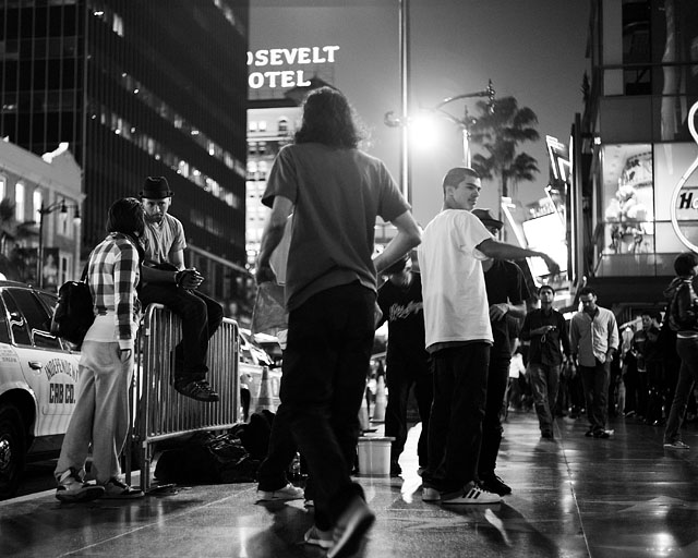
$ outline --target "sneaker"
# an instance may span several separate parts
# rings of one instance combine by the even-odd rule
[[[278,490],[257,490],[257,504],[261,501],[302,500],[303,498],[303,489],[293,486],[291,483]]]
[[[215,403],[220,401],[220,396],[214,391],[205,379],[198,381],[181,381],[174,383],[174,389],[182,396],[203,401],[205,403]]]
[[[466,485],[460,496],[448,497],[444,499],[442,504],[500,504],[502,497],[498,494],[493,494],[488,490],[483,490],[473,482]]]
[[[333,533],[335,544],[327,553],[327,558],[352,556],[359,549],[363,535],[371,529],[374,521],[375,515],[363,498],[354,496],[337,520]]]
[[[106,500],[132,500],[134,498],[143,498],[143,496],[145,496],[143,490],[133,488],[133,486],[129,486],[127,483],[122,483],[116,477],[109,478],[109,481],[101,486],[105,490],[103,498]]]
[[[507,494],[512,494],[512,487],[502,481],[494,473],[485,473],[480,476],[480,487],[493,494],[498,494],[500,496],[506,496]]]
[[[335,544],[332,538],[332,531],[323,531],[322,529],[317,529],[315,525],[305,531],[303,541],[309,545],[320,546],[325,549],[332,548],[332,545]]]
[[[83,483],[73,468],[61,474],[56,488],[56,498],[67,504],[96,500],[104,494],[105,489],[101,486]]]
[[[436,488],[430,486],[422,486],[422,501],[438,501],[441,500],[441,493]]]
[[[684,444],[681,440],[667,441],[664,444],[664,447],[667,449],[690,449],[690,446],[688,446],[688,444]]]

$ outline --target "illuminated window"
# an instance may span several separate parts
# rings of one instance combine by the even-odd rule
[[[44,202],[44,195],[41,191],[37,187],[32,194],[32,216],[35,221],[38,222],[40,219],[39,209],[41,209],[41,203]]]
[[[24,222],[24,184],[17,182],[14,185],[14,218]]]

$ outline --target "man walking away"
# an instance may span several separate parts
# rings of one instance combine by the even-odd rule
[[[279,151],[262,198],[272,213],[256,279],[275,279],[269,256],[293,213],[276,420],[288,421],[313,480],[315,524],[305,542],[334,558],[353,553],[375,518],[349,475],[375,333],[376,270],[419,244],[421,232],[385,165],[357,148],[351,107],[337,89],[308,96],[294,140]],[[376,216],[397,234],[372,260]]]

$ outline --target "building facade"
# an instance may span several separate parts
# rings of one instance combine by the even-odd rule
[[[573,281],[631,313],[663,307],[697,250],[698,3],[591,0],[585,112],[573,126]],[[622,308],[621,308],[622,310]]]
[[[68,142],[83,169],[83,257],[109,205],[164,175],[202,289],[234,299],[245,269],[249,2],[8,0],[0,135]]]
[[[0,142],[0,274],[5,279],[56,291],[80,274],[81,184],[67,144],[39,157]]]

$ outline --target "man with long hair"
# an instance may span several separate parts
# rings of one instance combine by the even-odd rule
[[[87,283],[95,322],[83,341],[75,411],[56,465],[60,501],[143,496],[121,481],[119,454],[129,432],[129,386],[140,318],[135,288],[144,229],[141,203],[133,197],[119,199],[109,208],[107,238],[89,255]],[[96,485],[85,483],[91,445]]]
[[[269,257],[292,213],[276,421],[290,425],[313,480],[315,525],[305,542],[329,548],[330,558],[356,550],[374,521],[350,472],[373,345],[376,270],[421,239],[385,165],[358,148],[360,138],[341,93],[322,87],[308,96],[296,143],[279,151],[262,198],[272,214],[256,270],[258,283],[275,280]],[[376,216],[397,234],[372,258]]]

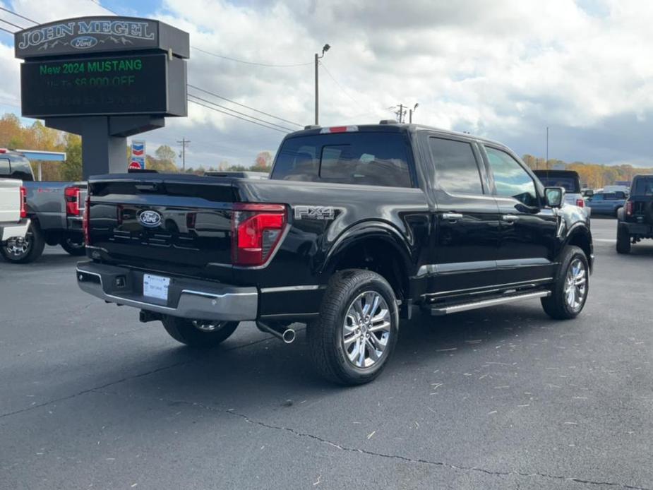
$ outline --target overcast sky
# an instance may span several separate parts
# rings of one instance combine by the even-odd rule
[[[100,3],[186,30],[191,47],[220,56],[308,64],[260,66],[196,49],[188,62],[190,83],[299,124],[313,122],[313,53],[329,43],[320,68],[323,126],[378,122],[393,117],[392,106],[419,103],[414,121],[499,140],[520,155],[544,155],[548,126],[551,158],[653,165],[648,0]],[[38,22],[111,15],[92,0],[0,5]],[[30,25],[4,11],[0,18]],[[0,111],[20,114],[19,62],[12,37],[1,32],[0,59]],[[189,104],[188,118],[169,118],[143,136],[150,153],[160,144],[179,150],[186,137],[187,162],[208,166],[249,165],[258,151],[273,152],[283,133]]]

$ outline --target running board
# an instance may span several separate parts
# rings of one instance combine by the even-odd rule
[[[512,303],[513,301],[517,301],[521,299],[544,298],[547,296],[551,296],[551,291],[537,291],[535,292],[529,292],[525,294],[513,294],[512,296],[505,296],[500,298],[492,298],[491,299],[481,299],[481,301],[472,301],[471,303],[453,304],[448,306],[431,306],[431,314],[434,316],[441,316],[442,315],[448,315],[450,313],[458,313],[459,311],[475,310],[477,308],[485,308],[486,306],[496,306],[498,304]]]

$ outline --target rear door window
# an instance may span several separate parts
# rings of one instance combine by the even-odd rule
[[[653,177],[635,179],[631,193],[633,196],[653,196]]]
[[[482,194],[479,164],[472,144],[443,138],[429,138],[436,165],[436,186],[449,194]]]
[[[410,187],[408,143],[402,134],[384,132],[290,138],[270,178]]]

__Exercise goal__: Recast everything from the line containing "rear door window" down to the end of the entries as a two-column CSV with the header input,output. Give one row per entry, with its text and its answer each in a single quoted field and line breaks turned into spaces.

__Complete response__:
input,output
"$ outline --target rear door window # an instance may span several separate parts # rings of one instance combine by the even-odd rule","[[[653,177],[635,179],[631,193],[633,196],[653,196]]] [[[482,194],[479,164],[472,144],[443,138],[429,138],[436,165],[436,186],[449,194]]] [[[410,187],[408,143],[402,134],[384,132],[290,138],[270,178]]]"